Fundamental News: European gasoline arrivals in the U.S. increased to the highest level in three-weeks in the seven days through August 5th.  Transatlantic gasoline arrivals in the U.S. increased to 479,000 bpd, the highest since the week ending July 15th, compared with a revised 292,000 bpd in the previous week.  Eleven tankers discharged a total of 3.06 million barrels on the East Coast and two ships arrived with 291,000 bpd in the Gulf Coast.  

China has switched from driving global demand for major commodities to being a drag on growth, with July's customs data confirming the weakening trend for imports of crude oil, iron ore and copper.  The General Administration of Customs reported that China brought in 41.24 million tons in July, equivalent to 9.71 million bpd.  This was down from June's 9.76 million bpd, slightly above May's 9.65 million bpd, and below April's 9.82 million bpd.  Crude imports for the first seven months of this year totaled 301.83 million tons or 10.44 million bpd, down 5.6% for the same period in 2020.

_DATA LINES_:
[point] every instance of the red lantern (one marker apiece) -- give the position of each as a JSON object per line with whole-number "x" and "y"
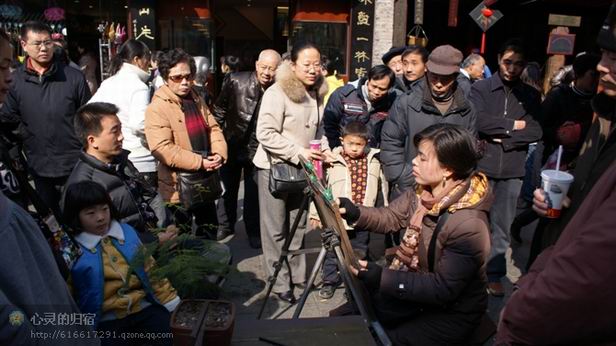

_REQUIRED WORK_:
1 > Copy the fuel market news word for word, everything from "Fundamental News: European gasoline" down to "the Gulf Coast.".
2 > Pick up the fuel market news about gasoline arrivals and China's crude imports after its last sentence, and keep writing it.

_SOLVED TASKS_:
1 >
Fundamental News: European gasoline arrivals in the U.S. increased to the highest level in three-weeks in the seven days through August 5th.  Transatlantic gasoline arrivals in the U.S. increased to 479,000 bpd, the highest since the week ending July 15th, compared with a revised 292,000 bpd in the previous week.  Eleven tankers discharged a total of 3.06 million barrels on the East Coast and two ships arrived with 291,000 bpd in the Gulf Coast.

2 >
Saudi Aramco Chief Executive, Amin Nasser, said that he sees a recovery in global oil demand which is expected to reach 99 million bpd by the end of the year and that the growth will continue thereafter.  He said Saudi Aramco is still working to increase its own crude production capacity to 13 million bpd.  He said the majority of its oil production capacity increase will be from offshore. 

Vortexa reported that the amount of crude held around the world on tankers that have been stationary for at least 7 days increased to 92.13 million barrels as of August 6th.  It is up 6.7% from 86.31 million barrels in the week ending July 30th. 

IIR Energy reported that U.S. oil refiners are expected to shut in 176,000 bpd of capacity in the week ending August 13th, increasing available refining capacity by 144,000 bpd.  Offline capacity is expected to fall to 145,000 bpd in the week ending August 20th.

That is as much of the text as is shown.